Directions:
• a. In the text on collective bargaining and competition law, which 2014 case involved a collective labour agreement on minimum fees for self-employed substitutes for orchestra players?
• b. Copy word for word the passage of the text on collective bargaining and competition law between "Do collective (price)" and "of platform workers?", inclusive.

---- Source text

Collective bargaining and competition law: Platform workers left colluding in the grey zone?

“Of course, the competition rules are not there to stop workers forming a union. So we need to make clear that those who need to can negotiate collectively, without fear of breaking the competition rules.”

Margrethe Vestager, 2 March 2020

Do collective (price) agreements between platform workers infringe EU competition law? Commissioner Vestager has repeatedly said that platform workers should be able to negotiate collectively. So far, the European Commission has not provided clarity on this issue, leaving platforms and platform workers in the dark. But this is likely to change. The EC is revising its Horizontal Cooperation Guidelines and the EC’s public consultation questionnaire for the Digital Services Act focuses on “self-employed individuals and platforms”. The EC has also recently announced that it will assess the impact of policy options for collective bargaining for the self-employed. So which options does the EC have to address the position of platform workers?

Collective bargaining agreements under EU competition law

Two cases are worth recalling because they define the scope of possible policy options:

  • Albany (1999): Widely cited in the context of the current debate about whether sustainability objectives can override competition rules, this case is about the balancing of the EU’s internal market policy against the EU’s social policy and whether collective agreements constitute measures that nullify the effectiveness of competition law. The European Court of Justice ruled that the activities of the Community “are to include not only a ‘system ensuring that competition in the internal market is not distorted’ but also ‘a policy in the social sphere’”. According to the ECJ, certain restrictions of competition are inherent to collective agreements between employers and workers, but the social policy objectives pursued by such agreements would be seriously undermined if they were subject to the prohibition on engaging in cartel behaviour. Therefore: “agreements concluded in the context of collective negotiations between management and labour in pursuit of such objectives must, by virtue of their nature and purpose, be regarded as falling outside the scope of Article [101(1)] of the Treaty”.
  • FNV Kunsten (2014): The Netherlands Musicians’ Union and the Association of Foundations for Substitutes in Dutch Orchestras (an employers’ association) had concluded a collective labour agreement on minimum fees for self-employed substitutes for orchestra players. The ECJ ruled that competition law does not apply to collective agreements among self-employed individuals as long as such individuals can in fact be qualified as actual employees, or in the ECJ’s words as “false self-employed”.

The ECJ’s case law therefore provides some guidance to distinguish between false self-employed (who should be treated as employees and are part of the economic unit of their ‘employer’) and self-employed service providers (who on the contrary are independent companies and subject to competition law). But the criteria are not clear enough for those platform workers that have characteristics of both an employee and a genuinely self-employed service provider and risk falling between two stools. This is a clarity issue. And there is also an issue of scope of application of competition law. The EC has to decide to what extent competition law should be applicable to genuinely self-employed workers, since legislators and competition authorities are yet to reach a common understanding (see some examples below).

--------
---- Dataset records

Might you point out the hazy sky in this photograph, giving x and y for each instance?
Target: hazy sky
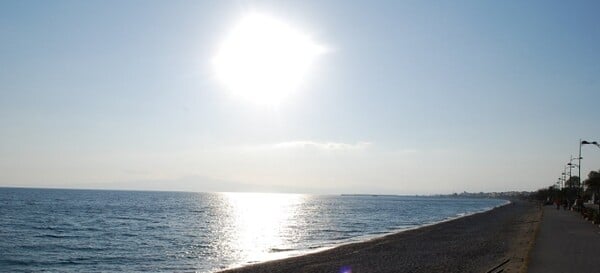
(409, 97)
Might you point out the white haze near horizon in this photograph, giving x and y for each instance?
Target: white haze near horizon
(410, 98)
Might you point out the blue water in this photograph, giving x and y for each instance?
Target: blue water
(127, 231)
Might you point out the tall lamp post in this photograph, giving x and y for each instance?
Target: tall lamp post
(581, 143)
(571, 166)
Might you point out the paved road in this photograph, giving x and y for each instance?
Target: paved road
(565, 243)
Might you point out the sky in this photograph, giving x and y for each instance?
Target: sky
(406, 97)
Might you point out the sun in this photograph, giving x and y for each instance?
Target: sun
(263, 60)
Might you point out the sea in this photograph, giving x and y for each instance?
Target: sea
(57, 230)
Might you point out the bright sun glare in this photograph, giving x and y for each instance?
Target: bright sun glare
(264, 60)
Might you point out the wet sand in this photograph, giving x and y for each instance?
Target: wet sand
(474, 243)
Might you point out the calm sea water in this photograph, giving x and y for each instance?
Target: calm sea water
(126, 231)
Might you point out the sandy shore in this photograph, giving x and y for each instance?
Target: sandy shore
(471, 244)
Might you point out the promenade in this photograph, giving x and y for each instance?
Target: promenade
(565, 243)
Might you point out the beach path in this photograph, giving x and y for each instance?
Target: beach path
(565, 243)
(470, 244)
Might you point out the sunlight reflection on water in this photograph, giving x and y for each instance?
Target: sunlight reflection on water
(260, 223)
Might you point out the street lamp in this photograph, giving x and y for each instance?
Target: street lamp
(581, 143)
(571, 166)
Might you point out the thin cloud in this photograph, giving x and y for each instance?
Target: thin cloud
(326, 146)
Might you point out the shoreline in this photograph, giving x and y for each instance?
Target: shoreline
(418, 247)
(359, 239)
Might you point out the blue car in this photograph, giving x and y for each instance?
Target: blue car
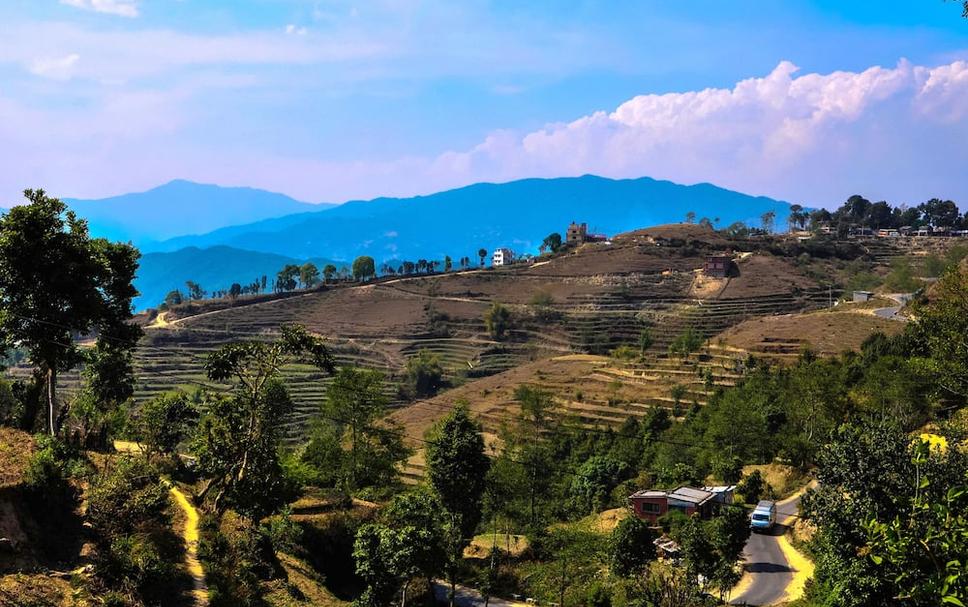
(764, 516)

--------
---- Dataset records

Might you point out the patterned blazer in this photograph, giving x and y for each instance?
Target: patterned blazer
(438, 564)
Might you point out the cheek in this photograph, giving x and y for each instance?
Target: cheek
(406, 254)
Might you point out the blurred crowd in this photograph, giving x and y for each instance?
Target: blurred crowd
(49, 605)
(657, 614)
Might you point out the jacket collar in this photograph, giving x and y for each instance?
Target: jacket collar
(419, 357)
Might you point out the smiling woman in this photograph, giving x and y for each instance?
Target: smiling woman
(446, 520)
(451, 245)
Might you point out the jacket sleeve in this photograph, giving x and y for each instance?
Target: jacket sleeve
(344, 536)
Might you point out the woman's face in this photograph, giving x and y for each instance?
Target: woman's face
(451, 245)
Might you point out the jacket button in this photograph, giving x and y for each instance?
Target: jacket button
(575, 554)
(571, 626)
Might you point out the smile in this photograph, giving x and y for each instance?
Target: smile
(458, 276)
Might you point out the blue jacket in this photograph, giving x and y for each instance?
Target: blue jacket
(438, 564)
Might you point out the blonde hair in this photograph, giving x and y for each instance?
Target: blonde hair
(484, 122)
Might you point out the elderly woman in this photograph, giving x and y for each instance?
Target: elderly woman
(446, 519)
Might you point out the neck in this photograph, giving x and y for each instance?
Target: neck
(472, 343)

--------
---- Dataset records

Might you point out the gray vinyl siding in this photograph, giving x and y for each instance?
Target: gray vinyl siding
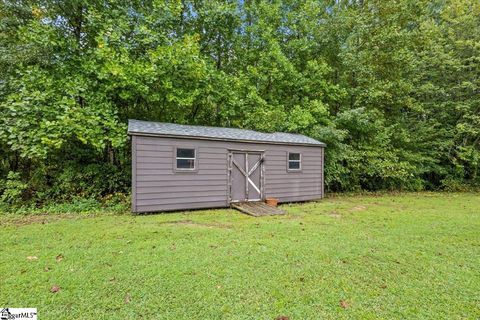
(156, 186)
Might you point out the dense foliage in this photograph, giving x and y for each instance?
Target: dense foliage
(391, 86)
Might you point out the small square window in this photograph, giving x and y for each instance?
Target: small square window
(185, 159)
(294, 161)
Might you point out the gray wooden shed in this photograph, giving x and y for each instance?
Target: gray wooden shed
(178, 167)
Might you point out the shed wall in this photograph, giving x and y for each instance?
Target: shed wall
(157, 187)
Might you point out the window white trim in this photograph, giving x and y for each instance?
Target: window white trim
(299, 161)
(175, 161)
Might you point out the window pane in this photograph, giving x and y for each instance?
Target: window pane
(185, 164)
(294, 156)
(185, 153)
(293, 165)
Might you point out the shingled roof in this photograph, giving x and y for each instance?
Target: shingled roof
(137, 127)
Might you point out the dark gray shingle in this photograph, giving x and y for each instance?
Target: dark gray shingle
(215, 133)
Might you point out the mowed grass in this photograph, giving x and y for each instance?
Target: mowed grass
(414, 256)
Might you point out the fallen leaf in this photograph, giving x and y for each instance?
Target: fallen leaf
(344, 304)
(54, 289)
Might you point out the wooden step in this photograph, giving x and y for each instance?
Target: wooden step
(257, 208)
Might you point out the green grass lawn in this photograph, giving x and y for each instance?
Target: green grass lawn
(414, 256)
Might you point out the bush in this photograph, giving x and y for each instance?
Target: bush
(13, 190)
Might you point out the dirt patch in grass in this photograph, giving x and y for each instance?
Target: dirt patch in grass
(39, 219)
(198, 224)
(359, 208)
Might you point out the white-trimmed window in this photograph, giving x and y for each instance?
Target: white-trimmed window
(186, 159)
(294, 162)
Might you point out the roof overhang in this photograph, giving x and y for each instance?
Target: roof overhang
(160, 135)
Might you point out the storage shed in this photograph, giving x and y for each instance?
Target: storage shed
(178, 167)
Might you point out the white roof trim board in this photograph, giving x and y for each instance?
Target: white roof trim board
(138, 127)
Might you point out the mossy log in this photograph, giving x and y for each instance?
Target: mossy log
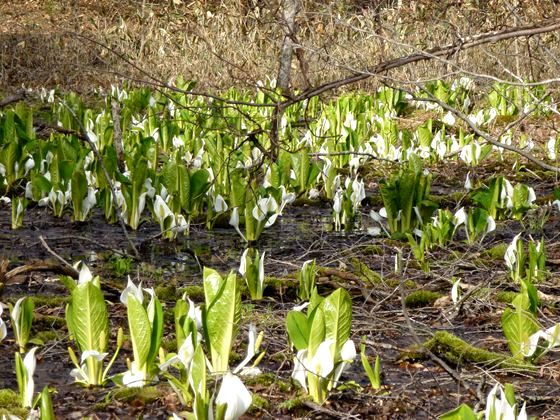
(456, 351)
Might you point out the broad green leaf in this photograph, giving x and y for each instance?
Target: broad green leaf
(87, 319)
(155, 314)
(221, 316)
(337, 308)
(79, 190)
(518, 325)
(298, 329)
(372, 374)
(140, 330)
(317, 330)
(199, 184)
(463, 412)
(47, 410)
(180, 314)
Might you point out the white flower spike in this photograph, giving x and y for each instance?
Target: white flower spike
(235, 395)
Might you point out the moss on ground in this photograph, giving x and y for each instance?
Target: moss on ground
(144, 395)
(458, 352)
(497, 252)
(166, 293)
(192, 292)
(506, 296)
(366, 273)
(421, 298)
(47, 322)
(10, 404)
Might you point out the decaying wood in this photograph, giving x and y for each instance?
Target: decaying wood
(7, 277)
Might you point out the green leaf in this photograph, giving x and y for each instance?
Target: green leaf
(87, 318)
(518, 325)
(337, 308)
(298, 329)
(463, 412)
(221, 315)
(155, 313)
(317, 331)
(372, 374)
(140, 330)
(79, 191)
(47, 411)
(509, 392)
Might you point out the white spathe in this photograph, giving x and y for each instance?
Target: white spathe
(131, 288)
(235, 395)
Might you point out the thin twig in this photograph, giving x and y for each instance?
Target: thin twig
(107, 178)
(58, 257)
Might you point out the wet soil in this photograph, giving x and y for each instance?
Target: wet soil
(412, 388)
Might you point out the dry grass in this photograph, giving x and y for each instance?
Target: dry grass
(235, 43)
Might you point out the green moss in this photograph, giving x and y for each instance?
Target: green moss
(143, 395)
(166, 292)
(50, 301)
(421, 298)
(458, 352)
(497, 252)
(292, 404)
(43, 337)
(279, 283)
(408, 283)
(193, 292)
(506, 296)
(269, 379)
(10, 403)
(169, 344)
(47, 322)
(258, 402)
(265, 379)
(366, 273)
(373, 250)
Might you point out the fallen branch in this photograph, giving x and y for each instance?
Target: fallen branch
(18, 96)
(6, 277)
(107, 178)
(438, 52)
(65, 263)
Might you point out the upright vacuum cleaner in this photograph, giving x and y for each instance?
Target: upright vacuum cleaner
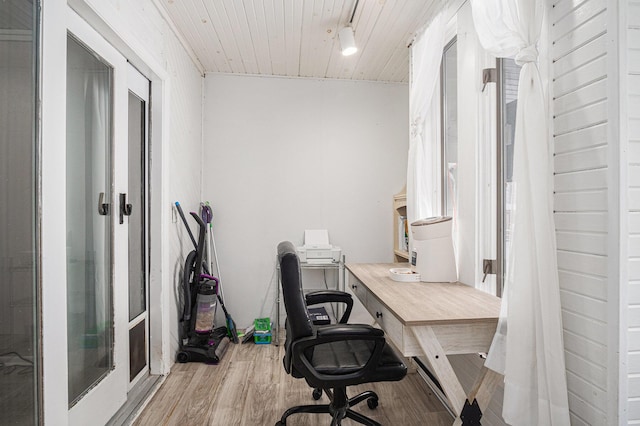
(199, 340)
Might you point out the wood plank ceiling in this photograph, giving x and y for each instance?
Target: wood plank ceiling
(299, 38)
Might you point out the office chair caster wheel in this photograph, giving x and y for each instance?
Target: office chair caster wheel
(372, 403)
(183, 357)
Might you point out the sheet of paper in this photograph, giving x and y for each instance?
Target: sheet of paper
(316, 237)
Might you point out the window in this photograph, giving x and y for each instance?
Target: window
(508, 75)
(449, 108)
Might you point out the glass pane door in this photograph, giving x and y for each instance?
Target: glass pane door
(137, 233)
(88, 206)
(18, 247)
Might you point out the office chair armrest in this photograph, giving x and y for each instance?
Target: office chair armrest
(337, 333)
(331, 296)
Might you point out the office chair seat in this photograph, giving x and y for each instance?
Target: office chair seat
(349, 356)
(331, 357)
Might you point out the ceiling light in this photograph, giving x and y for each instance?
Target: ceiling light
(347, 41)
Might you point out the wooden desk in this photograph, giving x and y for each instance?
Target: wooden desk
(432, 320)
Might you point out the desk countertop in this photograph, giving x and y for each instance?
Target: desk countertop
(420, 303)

--------

List of solutions:
• a. FNV Kunsten

• b.
Do collective (price) agreements between platform workers infringe EU competition law? Commissioner Vestager has repeatedly said that platform workers should be able to negotiate collectively. So far, the European Commission has not provided clarity on this issue, leaving platforms and platform workers in the dark. But this is likely to change. The EC is revising its Horizontal Cooperation Guidelines and the EC’s public consultation questionnaire for the Digital Services Act focuses on “self-employed individuals and platforms”. The EC has also recently announced that it will assess the impact of policy options for collective bargaining for the self-employed. So which options does the EC have to address the position of platform workers?